───── DATA TO PROCESS ─────
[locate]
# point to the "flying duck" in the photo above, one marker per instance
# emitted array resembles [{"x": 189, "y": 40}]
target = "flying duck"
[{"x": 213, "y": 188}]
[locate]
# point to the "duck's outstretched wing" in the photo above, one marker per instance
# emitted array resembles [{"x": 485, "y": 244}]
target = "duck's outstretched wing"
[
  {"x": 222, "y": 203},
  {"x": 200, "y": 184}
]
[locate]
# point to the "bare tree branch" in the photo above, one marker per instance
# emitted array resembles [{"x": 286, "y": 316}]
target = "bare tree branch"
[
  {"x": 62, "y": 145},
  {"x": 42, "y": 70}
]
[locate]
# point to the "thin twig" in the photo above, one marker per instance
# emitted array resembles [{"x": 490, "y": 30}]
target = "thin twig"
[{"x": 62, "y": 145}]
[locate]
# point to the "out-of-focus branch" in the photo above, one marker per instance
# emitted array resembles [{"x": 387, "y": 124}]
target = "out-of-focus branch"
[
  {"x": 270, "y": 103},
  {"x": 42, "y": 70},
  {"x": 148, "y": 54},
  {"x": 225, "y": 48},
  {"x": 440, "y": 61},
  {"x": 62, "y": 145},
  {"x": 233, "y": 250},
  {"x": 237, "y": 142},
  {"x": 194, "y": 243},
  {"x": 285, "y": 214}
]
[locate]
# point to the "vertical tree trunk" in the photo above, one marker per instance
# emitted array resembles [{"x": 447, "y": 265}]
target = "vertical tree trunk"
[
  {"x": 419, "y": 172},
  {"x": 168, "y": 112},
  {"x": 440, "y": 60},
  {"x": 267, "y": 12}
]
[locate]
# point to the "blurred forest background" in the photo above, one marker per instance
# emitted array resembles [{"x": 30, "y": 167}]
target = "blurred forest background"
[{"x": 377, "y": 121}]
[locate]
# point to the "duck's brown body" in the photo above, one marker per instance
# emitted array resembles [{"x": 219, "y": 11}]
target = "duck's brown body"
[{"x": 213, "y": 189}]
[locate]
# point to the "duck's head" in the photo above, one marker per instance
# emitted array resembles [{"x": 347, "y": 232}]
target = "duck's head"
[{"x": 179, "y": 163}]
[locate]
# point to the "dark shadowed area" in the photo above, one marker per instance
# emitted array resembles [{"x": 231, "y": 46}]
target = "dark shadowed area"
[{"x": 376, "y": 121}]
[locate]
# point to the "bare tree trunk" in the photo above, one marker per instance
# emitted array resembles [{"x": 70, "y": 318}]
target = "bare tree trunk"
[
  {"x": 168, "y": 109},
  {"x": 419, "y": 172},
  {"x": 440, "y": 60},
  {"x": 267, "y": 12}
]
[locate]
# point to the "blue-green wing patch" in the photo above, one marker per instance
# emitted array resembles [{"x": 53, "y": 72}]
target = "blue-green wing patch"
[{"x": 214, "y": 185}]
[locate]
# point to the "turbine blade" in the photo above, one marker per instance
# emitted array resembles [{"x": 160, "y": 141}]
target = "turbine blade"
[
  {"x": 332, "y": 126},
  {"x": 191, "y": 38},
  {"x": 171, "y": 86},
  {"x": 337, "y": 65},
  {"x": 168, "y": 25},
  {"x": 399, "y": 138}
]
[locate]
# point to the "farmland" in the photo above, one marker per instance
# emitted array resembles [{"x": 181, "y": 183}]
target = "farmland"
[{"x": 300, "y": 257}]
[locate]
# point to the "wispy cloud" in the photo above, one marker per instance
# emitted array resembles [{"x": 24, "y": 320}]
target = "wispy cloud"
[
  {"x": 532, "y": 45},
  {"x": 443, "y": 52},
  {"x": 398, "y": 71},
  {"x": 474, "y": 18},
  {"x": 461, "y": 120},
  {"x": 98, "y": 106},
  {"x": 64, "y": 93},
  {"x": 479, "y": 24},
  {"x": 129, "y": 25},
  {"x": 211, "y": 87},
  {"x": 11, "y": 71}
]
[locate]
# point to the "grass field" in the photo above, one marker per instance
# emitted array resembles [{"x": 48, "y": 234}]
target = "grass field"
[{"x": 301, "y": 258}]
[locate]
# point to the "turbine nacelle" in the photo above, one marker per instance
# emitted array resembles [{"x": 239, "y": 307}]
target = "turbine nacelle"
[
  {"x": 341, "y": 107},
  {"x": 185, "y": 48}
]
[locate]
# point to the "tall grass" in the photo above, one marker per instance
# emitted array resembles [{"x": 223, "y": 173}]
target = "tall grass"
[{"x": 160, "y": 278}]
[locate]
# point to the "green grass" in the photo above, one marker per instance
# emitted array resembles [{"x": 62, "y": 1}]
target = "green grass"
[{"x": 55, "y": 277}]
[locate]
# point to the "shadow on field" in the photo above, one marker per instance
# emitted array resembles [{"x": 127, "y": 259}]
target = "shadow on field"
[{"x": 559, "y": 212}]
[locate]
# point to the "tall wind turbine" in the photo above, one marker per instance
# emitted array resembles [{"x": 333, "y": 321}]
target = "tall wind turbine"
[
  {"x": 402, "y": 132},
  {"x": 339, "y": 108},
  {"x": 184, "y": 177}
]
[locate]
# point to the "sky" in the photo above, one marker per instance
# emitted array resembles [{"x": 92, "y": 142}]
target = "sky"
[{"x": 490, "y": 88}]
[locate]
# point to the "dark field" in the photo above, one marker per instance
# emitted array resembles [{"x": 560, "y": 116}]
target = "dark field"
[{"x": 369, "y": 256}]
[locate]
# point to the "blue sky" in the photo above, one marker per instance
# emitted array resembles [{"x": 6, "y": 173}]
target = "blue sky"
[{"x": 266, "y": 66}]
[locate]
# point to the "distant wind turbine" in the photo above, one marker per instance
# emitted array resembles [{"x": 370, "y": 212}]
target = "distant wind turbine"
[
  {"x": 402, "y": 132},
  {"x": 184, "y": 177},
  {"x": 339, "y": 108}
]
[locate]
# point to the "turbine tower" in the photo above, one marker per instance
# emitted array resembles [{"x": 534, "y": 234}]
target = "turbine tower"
─────
**TASK GOAL**
Write out every line of the records exactly.

**CORRECT RESPONSE**
[locate]
# point to the "flying duck" in the photo above, one marker per instance
# emitted array resembles [{"x": 189, "y": 40}]
target = "flying duck"
[{"x": 213, "y": 188}]
[locate]
# point to the "duck's outstretched wing" in the photo above, one marker per instance
# emitted array resembles [{"x": 485, "y": 244}]
target = "duck's outstretched wing"
[
  {"x": 222, "y": 203},
  {"x": 200, "y": 184}
]
[locate]
# point to the "bare tree branch" in the photo above, one marker per instance
# emitted array resembles [{"x": 286, "y": 316}]
target = "bare tree branch"
[
  {"x": 62, "y": 145},
  {"x": 42, "y": 70}
]
[locate]
# point to the "thin twig" in the photo above, one marker per instance
# emitted array resembles [{"x": 490, "y": 30}]
target = "thin twig"
[{"x": 62, "y": 145}]
[locate]
# point to the "out-of-focus branch" in the photo above, one marker per instance
# emitted array resembles [{"x": 387, "y": 124}]
target = "out-of-focus branch"
[
  {"x": 270, "y": 103},
  {"x": 42, "y": 70},
  {"x": 148, "y": 54},
  {"x": 225, "y": 48},
  {"x": 440, "y": 61},
  {"x": 62, "y": 145},
  {"x": 233, "y": 250},
  {"x": 237, "y": 142},
  {"x": 194, "y": 243},
  {"x": 285, "y": 214}
]
[locate]
# point to the "vertical tree trunk" in the photo above, one marker per instance
# emitted array resembles [{"x": 447, "y": 265}]
target = "vertical tree trunk"
[
  {"x": 419, "y": 172},
  {"x": 168, "y": 112},
  {"x": 440, "y": 60},
  {"x": 267, "y": 12}
]
[locate]
# point to the "blurred forest background" in the photo above, one marker per instance
# emitted array resembles [{"x": 30, "y": 167}]
target = "blurred forest background"
[{"x": 377, "y": 121}]
[locate]
# point to the "duck's brown body" in the photo above, one marker per instance
# emitted array resembles [{"x": 219, "y": 11}]
target = "duck's brown body"
[{"x": 213, "y": 189}]
[locate]
# point to the "duck's head" in the photo above, one marker per instance
# emitted array resembles [{"x": 347, "y": 232}]
target = "duck's head"
[{"x": 179, "y": 163}]
[locate]
# point to the "dark shadowed area" in the photo above, one marker per instance
# emitted array resembles [{"x": 231, "y": 46}]
target = "dark shadowed area"
[{"x": 376, "y": 121}]
[locate]
# point to the "bare tree trunk" in the photo above, one marker per instance
# emitted array resembles [{"x": 70, "y": 318}]
target = "bare tree trunk"
[
  {"x": 168, "y": 109},
  {"x": 419, "y": 172},
  {"x": 440, "y": 60},
  {"x": 267, "y": 12}
]
[locate]
# point to the "blue-green wing patch" in the photo above, one marker per instance
# emitted array resembles [{"x": 53, "y": 72}]
target = "blue-green wing patch"
[{"x": 214, "y": 185}]
[locate]
# point to the "turbine blade" in the photo above, one marker per instance
# emitted array resembles [{"x": 160, "y": 141}]
target = "turbine blade"
[
  {"x": 332, "y": 126},
  {"x": 191, "y": 38},
  {"x": 171, "y": 86},
  {"x": 337, "y": 65},
  {"x": 168, "y": 25},
  {"x": 399, "y": 138}
]
[locate]
# point to the "farmland" in the photo above, one marker per instance
# emitted array resembles [{"x": 181, "y": 183}]
target = "farmland"
[{"x": 300, "y": 257}]
[locate]
# point to the "wispy cloud" in the photo above, one marker per instance
# emitted array resembles [{"x": 24, "y": 320}]
target = "wispy cloud"
[
  {"x": 532, "y": 45},
  {"x": 443, "y": 52},
  {"x": 398, "y": 71},
  {"x": 474, "y": 18},
  {"x": 461, "y": 120},
  {"x": 98, "y": 106},
  {"x": 64, "y": 93},
  {"x": 479, "y": 24},
  {"x": 129, "y": 25},
  {"x": 211, "y": 87},
  {"x": 11, "y": 71}
]
[locate]
# point to the "grass field" in the photo above, one marker per instance
# emitted array resembles [{"x": 48, "y": 234}]
target = "grass field"
[{"x": 301, "y": 258}]
[locate]
# point to the "turbine nacelle" in the photo above, one marker per instance
# emitted array resembles [{"x": 239, "y": 307}]
target = "turbine nacelle"
[
  {"x": 341, "y": 107},
  {"x": 185, "y": 48}
]
[locate]
# point to the "tall grass" in the photo above, one marker per instance
# emitted array resembles [{"x": 223, "y": 173}]
target = "tall grass"
[{"x": 160, "y": 278}]
[locate]
# point to the "green grass" in the photo above, one marker per instance
# emitted array resembles [{"x": 62, "y": 1}]
target = "green grass"
[{"x": 55, "y": 277}]
[locate]
# point to the "shadow on field" in the photo above, one marker per instance
# emitted array resembles [{"x": 127, "y": 259}]
target = "shadow on field"
[{"x": 559, "y": 212}]
[locate]
# point to the "tall wind turbine" in the photo above, one marker per instance
# emitted array resembles [{"x": 333, "y": 321}]
target = "tall wind turbine"
[
  {"x": 402, "y": 132},
  {"x": 339, "y": 108},
  {"x": 184, "y": 177}
]
[locate]
# point to the "sky" in the photo above, one marker per instance
# emitted array resembles [{"x": 92, "y": 142}]
target = "sky"
[{"x": 490, "y": 88}]
[locate]
# point to the "dark field" in the photo above, one marker per instance
# emitted array resembles [{"x": 560, "y": 116}]
target = "dark field"
[{"x": 369, "y": 256}]
[locate]
# point to the "blue sky" in the photo above, one marker per instance
# emitted array resembles [{"x": 6, "y": 173}]
target = "blue sky"
[{"x": 266, "y": 66}]
[locate]
# point to the "distant wind turbine" in the photo above, one marker per instance
# emitted array resembles [{"x": 370, "y": 212}]
target = "distant wind turbine"
[
  {"x": 402, "y": 132},
  {"x": 184, "y": 177},
  {"x": 339, "y": 108}
]
[locate]
# point to the "turbine tower" in the photo above, one marker per instance
# emitted array resembles [{"x": 534, "y": 234}]
target = "turbine tower"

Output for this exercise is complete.